• WHAT THIS TASK INVOLVES: Return every entry exactly, except for any pictures.
-=-=-=-=-
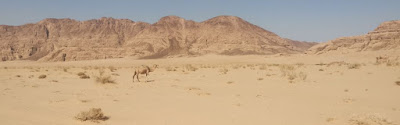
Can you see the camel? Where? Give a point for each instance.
(382, 59)
(143, 70)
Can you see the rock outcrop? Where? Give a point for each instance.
(68, 39)
(385, 37)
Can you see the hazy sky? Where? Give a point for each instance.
(306, 20)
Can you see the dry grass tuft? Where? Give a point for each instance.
(290, 72)
(104, 79)
(170, 68)
(83, 75)
(189, 67)
(223, 70)
(94, 114)
(42, 76)
(397, 83)
(354, 66)
(370, 119)
(112, 68)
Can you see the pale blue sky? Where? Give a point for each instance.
(308, 20)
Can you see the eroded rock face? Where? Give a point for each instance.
(385, 37)
(67, 39)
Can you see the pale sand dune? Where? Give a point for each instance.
(253, 91)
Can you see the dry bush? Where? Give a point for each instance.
(302, 75)
(354, 66)
(104, 79)
(112, 68)
(83, 75)
(65, 69)
(189, 67)
(223, 70)
(397, 83)
(286, 69)
(170, 68)
(337, 63)
(370, 119)
(94, 114)
(42, 76)
(392, 63)
(299, 64)
(290, 72)
(236, 66)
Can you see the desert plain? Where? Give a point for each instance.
(280, 89)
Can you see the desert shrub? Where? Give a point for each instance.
(397, 83)
(42, 76)
(223, 70)
(354, 66)
(112, 68)
(370, 119)
(94, 114)
(286, 69)
(170, 68)
(189, 67)
(65, 69)
(104, 79)
(337, 63)
(299, 64)
(83, 75)
(289, 71)
(392, 63)
(302, 75)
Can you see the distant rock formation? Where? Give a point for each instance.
(385, 37)
(68, 39)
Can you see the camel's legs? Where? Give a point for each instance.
(133, 78)
(146, 77)
(137, 77)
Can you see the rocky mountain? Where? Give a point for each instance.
(385, 37)
(68, 39)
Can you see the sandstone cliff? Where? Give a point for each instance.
(385, 37)
(68, 39)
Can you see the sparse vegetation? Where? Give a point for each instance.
(170, 68)
(290, 72)
(112, 68)
(42, 76)
(370, 119)
(189, 67)
(397, 83)
(223, 70)
(94, 114)
(104, 79)
(263, 67)
(354, 66)
(83, 75)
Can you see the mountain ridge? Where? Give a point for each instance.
(68, 39)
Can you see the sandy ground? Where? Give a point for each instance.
(211, 90)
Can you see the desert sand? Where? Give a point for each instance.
(298, 89)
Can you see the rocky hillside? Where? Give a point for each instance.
(385, 37)
(67, 39)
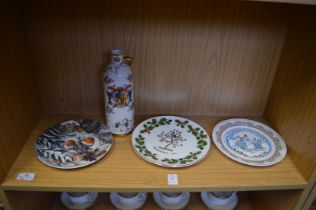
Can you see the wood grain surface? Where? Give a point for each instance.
(195, 203)
(291, 108)
(190, 57)
(123, 170)
(19, 99)
(308, 2)
(310, 202)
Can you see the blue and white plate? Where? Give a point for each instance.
(73, 144)
(249, 142)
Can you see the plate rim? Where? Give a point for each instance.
(170, 166)
(72, 167)
(240, 160)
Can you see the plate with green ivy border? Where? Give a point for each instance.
(171, 141)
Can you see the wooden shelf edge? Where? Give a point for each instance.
(305, 2)
(194, 204)
(216, 172)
-=-=-=-=-
• YOUR SOLUTION:
Can you see the camel? Where? Give a point for each instance.
(382, 59)
(143, 70)
Can you see the rock outcrop? Where? Give a point for each instance.
(68, 39)
(385, 37)
Can you see the hazy sky? Where? Give a point for each instance.
(306, 20)
Can you see the dry grass tuft? Where? Give a point for each instance.
(290, 72)
(104, 79)
(170, 68)
(83, 75)
(189, 67)
(223, 70)
(94, 114)
(42, 76)
(397, 83)
(354, 66)
(370, 119)
(112, 68)
Can you see the pale blue sky? Where? Give a point for each instance.
(308, 20)
Can you see the eroded rock face? Where? Give a point for each instance.
(385, 37)
(67, 39)
Can you see the pale sand dune? Where? Give a point for each instance.
(253, 91)
Can you see the dry bush? Where? Give a point for each instance.
(302, 75)
(354, 66)
(104, 79)
(112, 68)
(83, 75)
(65, 69)
(189, 67)
(223, 70)
(397, 83)
(286, 69)
(170, 68)
(337, 63)
(370, 119)
(94, 114)
(42, 76)
(392, 63)
(299, 64)
(290, 72)
(236, 66)
Can you see the desert plain? Where? Give a point for each instance.
(280, 89)
Can you see the desert shrub? Where? Give a point for each instance.
(397, 83)
(42, 76)
(223, 70)
(354, 66)
(112, 68)
(370, 119)
(94, 114)
(286, 69)
(170, 68)
(189, 67)
(65, 69)
(104, 79)
(337, 63)
(299, 64)
(83, 75)
(289, 71)
(392, 63)
(302, 75)
Can you see the distant rock formation? Where? Give a point for each instance.
(385, 37)
(68, 39)
Can you see the camel's legs? Where? Give a point for each instance.
(133, 78)
(146, 77)
(137, 77)
Can you see the rocky mountain? Where? Give a point for each instance.
(385, 37)
(68, 39)
Can you see the sandstone cliff? Where? Give a point for each instance.
(385, 37)
(68, 39)
Can you see the sparse vegetation? Where? Give a point for each instance.
(170, 68)
(290, 72)
(112, 68)
(42, 76)
(370, 119)
(189, 67)
(397, 83)
(223, 70)
(94, 114)
(104, 79)
(263, 67)
(354, 66)
(83, 75)
Can you see the mountain ridge? Where? Give a point for each instance.
(68, 39)
Can you see the sandy ground? Where? Give a point for each instance.
(211, 90)
Can you see the desert sand? Where? Give a point for each instance.
(298, 89)
Can you see the rocky hillside? Where? Give a point for each instance.
(385, 37)
(67, 39)
Can you see the wood grain surface? Where? Give a point for each instance.
(195, 203)
(291, 108)
(190, 57)
(123, 170)
(19, 99)
(308, 2)
(310, 202)
Can you see the blue and white plate? Where? Give a point for each instance.
(73, 144)
(249, 142)
Can you see the plate rim? Where? Give a point for each instance.
(170, 166)
(72, 167)
(240, 160)
Can you see the plate with green ivy border? Where? Give a point for each instance.
(171, 141)
Can you see the wooden shelf edge? Where? Give a point for each instance.
(305, 2)
(194, 204)
(216, 172)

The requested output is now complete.